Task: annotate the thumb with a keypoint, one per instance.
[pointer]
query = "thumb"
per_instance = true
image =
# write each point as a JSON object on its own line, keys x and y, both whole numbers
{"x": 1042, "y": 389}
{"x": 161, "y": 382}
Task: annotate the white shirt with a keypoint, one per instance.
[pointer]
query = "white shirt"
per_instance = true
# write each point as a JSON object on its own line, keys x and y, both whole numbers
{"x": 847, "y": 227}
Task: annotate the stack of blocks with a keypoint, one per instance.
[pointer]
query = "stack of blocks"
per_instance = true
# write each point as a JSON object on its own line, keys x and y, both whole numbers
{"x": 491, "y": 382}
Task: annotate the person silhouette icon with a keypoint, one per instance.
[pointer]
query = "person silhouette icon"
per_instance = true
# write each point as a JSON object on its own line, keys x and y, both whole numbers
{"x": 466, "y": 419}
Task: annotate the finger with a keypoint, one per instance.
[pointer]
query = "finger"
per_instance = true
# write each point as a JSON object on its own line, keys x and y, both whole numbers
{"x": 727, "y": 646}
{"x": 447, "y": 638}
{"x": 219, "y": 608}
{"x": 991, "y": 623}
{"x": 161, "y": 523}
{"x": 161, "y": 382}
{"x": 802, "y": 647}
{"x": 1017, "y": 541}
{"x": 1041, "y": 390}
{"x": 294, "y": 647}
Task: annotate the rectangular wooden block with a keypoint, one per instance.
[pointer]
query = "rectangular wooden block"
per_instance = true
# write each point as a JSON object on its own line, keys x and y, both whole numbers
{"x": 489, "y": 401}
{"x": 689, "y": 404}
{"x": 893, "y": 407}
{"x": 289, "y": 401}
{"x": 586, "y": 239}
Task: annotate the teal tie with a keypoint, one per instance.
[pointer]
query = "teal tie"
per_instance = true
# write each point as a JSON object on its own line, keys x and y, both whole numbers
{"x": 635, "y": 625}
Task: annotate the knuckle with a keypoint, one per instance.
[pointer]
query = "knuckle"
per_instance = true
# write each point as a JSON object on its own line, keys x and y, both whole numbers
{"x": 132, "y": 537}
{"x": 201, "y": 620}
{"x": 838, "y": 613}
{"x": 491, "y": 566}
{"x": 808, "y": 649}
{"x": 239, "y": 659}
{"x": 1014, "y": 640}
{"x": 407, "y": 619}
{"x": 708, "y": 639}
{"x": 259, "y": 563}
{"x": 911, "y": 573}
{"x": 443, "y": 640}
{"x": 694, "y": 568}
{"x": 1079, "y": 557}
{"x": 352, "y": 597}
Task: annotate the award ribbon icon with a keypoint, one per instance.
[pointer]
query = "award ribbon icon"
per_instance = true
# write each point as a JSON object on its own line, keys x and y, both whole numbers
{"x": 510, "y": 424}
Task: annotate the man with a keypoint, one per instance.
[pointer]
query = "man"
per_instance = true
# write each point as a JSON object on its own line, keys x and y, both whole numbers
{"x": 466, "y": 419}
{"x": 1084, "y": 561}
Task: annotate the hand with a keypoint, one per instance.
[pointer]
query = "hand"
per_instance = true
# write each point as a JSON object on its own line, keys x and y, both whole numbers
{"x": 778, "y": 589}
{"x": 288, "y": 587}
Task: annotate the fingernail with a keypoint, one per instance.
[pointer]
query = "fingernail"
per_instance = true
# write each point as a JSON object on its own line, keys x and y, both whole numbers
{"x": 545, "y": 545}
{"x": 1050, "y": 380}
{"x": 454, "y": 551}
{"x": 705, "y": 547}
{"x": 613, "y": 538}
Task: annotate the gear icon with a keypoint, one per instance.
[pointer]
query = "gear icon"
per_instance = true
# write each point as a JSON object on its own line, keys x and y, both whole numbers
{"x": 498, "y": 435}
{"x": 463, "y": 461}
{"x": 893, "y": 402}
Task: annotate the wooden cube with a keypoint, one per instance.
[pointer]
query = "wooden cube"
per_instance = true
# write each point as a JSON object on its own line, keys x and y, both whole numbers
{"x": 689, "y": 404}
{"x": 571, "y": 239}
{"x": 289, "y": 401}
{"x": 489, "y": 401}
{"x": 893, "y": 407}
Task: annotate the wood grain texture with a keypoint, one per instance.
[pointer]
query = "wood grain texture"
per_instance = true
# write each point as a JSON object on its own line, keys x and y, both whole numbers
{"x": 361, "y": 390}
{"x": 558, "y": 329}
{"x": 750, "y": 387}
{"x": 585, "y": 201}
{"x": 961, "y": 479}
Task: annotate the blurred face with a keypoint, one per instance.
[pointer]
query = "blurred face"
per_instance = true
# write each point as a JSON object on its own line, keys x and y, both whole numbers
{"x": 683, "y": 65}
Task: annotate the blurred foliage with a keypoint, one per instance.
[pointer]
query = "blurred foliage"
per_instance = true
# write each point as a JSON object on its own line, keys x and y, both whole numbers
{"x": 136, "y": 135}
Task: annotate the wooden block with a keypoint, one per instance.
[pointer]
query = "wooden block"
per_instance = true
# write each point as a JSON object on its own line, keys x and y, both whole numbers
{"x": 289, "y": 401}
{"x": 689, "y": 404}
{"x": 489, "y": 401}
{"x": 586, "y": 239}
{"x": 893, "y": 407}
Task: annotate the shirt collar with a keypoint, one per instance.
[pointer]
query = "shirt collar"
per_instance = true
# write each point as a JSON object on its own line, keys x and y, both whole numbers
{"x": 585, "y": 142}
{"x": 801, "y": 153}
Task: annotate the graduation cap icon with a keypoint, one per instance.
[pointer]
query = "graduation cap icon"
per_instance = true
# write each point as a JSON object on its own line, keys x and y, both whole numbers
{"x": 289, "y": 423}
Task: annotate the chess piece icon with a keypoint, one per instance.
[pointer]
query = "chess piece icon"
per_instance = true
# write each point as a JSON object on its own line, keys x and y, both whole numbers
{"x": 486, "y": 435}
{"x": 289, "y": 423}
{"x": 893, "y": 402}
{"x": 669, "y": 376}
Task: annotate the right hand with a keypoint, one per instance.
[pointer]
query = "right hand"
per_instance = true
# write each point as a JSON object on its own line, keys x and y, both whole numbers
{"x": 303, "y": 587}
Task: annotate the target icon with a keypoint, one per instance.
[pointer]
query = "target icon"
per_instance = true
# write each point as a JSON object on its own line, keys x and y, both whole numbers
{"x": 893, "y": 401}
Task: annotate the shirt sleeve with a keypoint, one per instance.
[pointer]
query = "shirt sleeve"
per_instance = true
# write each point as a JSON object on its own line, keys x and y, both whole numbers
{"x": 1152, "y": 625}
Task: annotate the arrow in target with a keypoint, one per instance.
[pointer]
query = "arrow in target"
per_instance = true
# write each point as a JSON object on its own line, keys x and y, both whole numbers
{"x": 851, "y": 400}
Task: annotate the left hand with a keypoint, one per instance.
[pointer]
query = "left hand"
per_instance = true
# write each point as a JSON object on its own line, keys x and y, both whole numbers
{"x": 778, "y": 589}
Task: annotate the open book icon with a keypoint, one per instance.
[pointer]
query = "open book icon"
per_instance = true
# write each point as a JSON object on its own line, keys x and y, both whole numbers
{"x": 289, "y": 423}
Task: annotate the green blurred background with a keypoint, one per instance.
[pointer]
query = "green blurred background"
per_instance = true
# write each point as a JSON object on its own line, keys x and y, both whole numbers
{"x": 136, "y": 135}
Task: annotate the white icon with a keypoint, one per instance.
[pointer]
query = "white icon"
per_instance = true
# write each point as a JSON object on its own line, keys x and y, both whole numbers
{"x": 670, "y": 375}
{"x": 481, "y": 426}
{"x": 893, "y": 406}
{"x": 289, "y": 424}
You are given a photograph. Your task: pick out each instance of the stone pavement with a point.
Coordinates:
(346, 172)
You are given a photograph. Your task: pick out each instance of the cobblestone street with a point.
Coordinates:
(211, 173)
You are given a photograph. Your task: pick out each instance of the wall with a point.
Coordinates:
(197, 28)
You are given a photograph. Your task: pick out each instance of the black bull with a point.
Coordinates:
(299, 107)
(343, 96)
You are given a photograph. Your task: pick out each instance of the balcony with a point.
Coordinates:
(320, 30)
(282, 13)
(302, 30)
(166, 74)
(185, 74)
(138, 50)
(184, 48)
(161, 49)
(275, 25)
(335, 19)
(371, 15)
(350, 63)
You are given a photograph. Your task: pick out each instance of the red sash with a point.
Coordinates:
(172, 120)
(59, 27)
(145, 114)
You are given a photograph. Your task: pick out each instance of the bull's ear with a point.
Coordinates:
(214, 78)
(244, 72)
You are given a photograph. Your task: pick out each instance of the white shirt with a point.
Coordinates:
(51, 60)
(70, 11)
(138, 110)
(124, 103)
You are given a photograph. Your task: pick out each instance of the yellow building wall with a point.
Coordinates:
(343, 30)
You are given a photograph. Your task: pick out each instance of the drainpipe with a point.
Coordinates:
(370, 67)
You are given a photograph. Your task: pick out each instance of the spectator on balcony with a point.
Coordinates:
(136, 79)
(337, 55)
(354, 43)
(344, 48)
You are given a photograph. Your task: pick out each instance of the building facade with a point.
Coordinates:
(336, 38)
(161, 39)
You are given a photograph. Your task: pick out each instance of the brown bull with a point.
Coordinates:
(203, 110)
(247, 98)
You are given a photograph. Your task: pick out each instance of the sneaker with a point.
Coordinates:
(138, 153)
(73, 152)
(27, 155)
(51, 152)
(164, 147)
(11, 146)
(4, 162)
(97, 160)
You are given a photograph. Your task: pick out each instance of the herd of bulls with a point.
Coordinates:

> _WHAT IS EXPECTED_: Show every line from the listing above in which the string "teal" appears.

> _PROBLEM SOLUTION_:
Task: annotate the teal tie with a keypoint, one per instance.
query = "teal tie"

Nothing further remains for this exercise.